Given the listing below, output exactly the line containing "Practice step: point at the standing" and every line after it through the end.

**Data records**

****************************************

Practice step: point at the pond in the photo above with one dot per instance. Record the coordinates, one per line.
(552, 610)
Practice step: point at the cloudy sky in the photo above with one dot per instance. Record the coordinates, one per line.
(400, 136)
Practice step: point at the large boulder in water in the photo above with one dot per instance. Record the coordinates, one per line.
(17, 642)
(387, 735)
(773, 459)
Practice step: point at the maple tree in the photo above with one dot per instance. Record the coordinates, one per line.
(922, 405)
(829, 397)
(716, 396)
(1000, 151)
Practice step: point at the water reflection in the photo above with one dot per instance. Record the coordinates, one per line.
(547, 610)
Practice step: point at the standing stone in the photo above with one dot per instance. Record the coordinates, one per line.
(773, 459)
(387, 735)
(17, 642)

****************************************

**Answer to the exercise**
Practice step: point at the standing stone in the photo above with one dot per instance. Record the coordinates, one per line.
(773, 459)
(387, 735)
(17, 642)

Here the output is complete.